**** GIVEN RECORDS
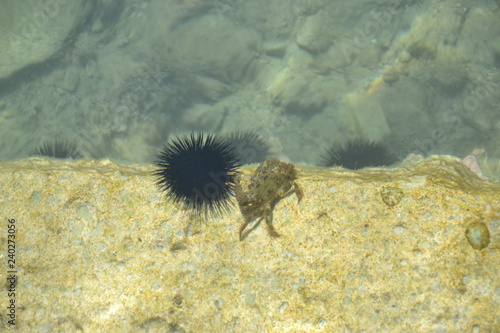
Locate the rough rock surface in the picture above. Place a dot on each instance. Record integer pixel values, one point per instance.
(99, 249)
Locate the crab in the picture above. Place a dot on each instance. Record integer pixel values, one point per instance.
(272, 181)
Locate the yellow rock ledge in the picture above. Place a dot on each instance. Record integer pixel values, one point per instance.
(98, 248)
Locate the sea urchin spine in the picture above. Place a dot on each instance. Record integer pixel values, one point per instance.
(198, 171)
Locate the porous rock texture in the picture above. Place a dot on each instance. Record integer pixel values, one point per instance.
(100, 249)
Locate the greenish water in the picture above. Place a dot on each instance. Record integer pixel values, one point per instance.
(118, 79)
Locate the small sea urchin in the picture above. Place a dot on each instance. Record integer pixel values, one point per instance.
(198, 171)
(249, 147)
(358, 154)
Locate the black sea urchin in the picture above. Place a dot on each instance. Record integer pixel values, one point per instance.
(358, 154)
(57, 149)
(198, 171)
(249, 147)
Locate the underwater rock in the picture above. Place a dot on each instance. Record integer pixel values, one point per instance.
(90, 232)
(478, 235)
(32, 31)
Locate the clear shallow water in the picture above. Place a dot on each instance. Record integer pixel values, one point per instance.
(117, 79)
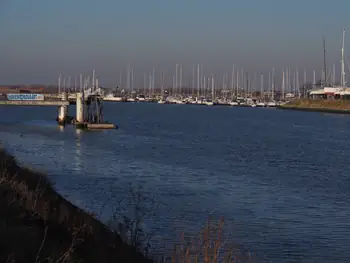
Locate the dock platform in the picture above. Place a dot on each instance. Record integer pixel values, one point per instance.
(34, 103)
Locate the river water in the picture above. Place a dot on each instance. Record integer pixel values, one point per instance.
(279, 178)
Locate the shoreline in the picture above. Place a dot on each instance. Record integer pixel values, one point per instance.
(323, 106)
(39, 224)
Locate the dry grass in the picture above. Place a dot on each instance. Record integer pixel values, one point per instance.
(209, 247)
(39, 225)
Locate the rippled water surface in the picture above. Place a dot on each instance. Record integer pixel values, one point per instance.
(280, 178)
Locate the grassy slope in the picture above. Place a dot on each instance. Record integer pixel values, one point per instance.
(336, 105)
(39, 225)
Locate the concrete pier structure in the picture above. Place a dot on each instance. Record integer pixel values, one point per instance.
(63, 110)
(80, 108)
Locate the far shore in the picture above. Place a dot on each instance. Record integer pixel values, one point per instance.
(320, 105)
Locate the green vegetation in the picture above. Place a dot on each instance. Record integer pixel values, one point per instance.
(38, 225)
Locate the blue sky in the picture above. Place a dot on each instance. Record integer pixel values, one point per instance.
(41, 38)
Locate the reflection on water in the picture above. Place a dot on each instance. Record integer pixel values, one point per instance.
(78, 157)
(281, 176)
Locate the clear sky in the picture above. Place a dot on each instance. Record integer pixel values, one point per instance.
(41, 38)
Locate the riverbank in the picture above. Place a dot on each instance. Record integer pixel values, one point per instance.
(328, 106)
(38, 225)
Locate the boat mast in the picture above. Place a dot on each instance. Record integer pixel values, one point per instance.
(324, 62)
(343, 81)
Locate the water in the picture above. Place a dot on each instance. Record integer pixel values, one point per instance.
(279, 178)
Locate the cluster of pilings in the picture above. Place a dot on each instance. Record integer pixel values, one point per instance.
(63, 117)
(89, 109)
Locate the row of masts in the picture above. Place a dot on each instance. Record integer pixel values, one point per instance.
(85, 82)
(241, 82)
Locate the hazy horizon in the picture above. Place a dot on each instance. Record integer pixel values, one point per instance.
(41, 39)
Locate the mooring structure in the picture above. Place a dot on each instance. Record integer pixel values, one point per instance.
(88, 100)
********
:: WHAT NEEDS TO BE DONE ::
Go through the listing above and write it all out exactly, leaving out any picture.

:: SOLUTION ::
Locate the rough rock surface in the picture above. Place a dot on each instance. Record integer pixel values, one point per instance.
(99, 249)
Locate the crab in the picture above. Place a dot on each instance. Record integer pixel values, one point per instance.
(272, 181)
Locate the yellow rock ledge in the picture above. Place a dot on each instance. Record integer pixel values, one point per instance.
(98, 248)
Locate the sea urchin spine in the picture above. Place a dot on each instance. Record integer pixel values, one point per instance.
(198, 171)
Locate the porous rock texture in the picture above. Place a dot on each instance. Record integer pixel values, one point per instance.
(100, 249)
Locate the greenish water in the picture above. Place a dot on each instance. Record integer pixel values, one point per instance.
(118, 79)
Locate the small sea urchin in the picture above. Place a dot on each instance. Record integer pixel values, one point per instance.
(198, 171)
(249, 147)
(358, 154)
Locate the black sea urchin in the picture above. Place a dot on each instance. Record integer pixel values, one point per instance.
(358, 154)
(57, 149)
(198, 171)
(249, 147)
Locate the underwater rock in the picture above. Place a dot on each instance. Record integer pixel values, one point per instance.
(90, 232)
(478, 235)
(32, 31)
Locate the clear shallow water in the picture above. Place a dot on each instance. Record integer pixel values, one point per instance.
(117, 79)
Locate the dock platform in the picture above. Place a dot on each instance. Record integer pixel values, one point per instance.
(34, 103)
Locate the river water in the picture above. Place a dot on each instance. Record integer pixel values, one point per instance.
(279, 178)
Locate the shoreline in the picture above. Place a dot on each instance. Record integer pixel values, one point per instance.
(323, 106)
(39, 224)
Locate the dry grass in the picture above. Place a dot on each instance. Record integer pixel values, one point per instance.
(209, 247)
(39, 225)
Locate the rippled water surface in the picture above. Place a dot on each instance. Record integer pixel values, one point per instance.
(280, 178)
Locate the grassy slope in the picture above. Place a dot on each instance. Record integer pixel values, one point per instance.
(336, 105)
(39, 225)
Locate the concrete pier structure in the picture above. Place a dot on each instance. Record integer pixel values, one point per instance.
(63, 110)
(80, 108)
Locate the far shore in the picture above. Place a dot on each instance. Record integer pixel values, one point per instance.
(320, 105)
Locate the green vegetation in the picture above. Place a dot on each instance. Record integer pixel values, one point per instance.
(38, 225)
Locate the blue sky in the picture above. Place a dot on each instance. Record integer pixel values, one point per instance.
(41, 38)
Locate the reflection on water in the picture above. Place a dot on each instance. Record integer pixel values, one point per instance.
(78, 157)
(281, 176)
Locate the clear sky in the picture above. Place a dot on each instance. Record integer pixel values, one point per instance.
(41, 38)
Locate the riverbank in the picture above. Place a dot on each instance. Record integer pixel values, one point per instance.
(328, 106)
(38, 225)
Locate the boat mast in the picture above. Place a dot on each instance. Record integer pixel values, one point per instance.
(324, 62)
(343, 81)
Locate the water in the picture above. Place a dot on each instance. Record integer pixel values, one point per instance.
(279, 178)
Locate the cluster of pilings in the picture above. Place a dot on each instance. Record integer pixel values, one point per instance.
(63, 117)
(89, 109)
Locate the row of masts in the picture above. Place a dot on each instance. Record integer pixel values, one point per instance.
(85, 82)
(241, 82)
Locate the hazy horizon in the picture above. Place a dot on each instance. Record integer pixel values, one point per instance.
(41, 39)
Locate the mooring structure in the picture above. Place a dot on each instance. Record integer pixel values, one point per instance.
(88, 100)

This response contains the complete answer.